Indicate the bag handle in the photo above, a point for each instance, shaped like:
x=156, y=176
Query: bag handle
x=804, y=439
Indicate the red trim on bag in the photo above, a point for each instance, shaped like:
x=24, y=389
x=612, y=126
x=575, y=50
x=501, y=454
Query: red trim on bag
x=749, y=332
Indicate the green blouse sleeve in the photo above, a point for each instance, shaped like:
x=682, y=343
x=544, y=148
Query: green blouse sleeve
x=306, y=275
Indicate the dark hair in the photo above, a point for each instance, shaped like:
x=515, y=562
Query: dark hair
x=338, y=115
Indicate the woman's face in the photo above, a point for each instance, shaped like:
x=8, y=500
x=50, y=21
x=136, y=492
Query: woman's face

────────────────────────────────────────

_What this task involves_.
Of all the lines in the records, how many have the word "instance"? Write only the number.

_Answer to the problem_.
5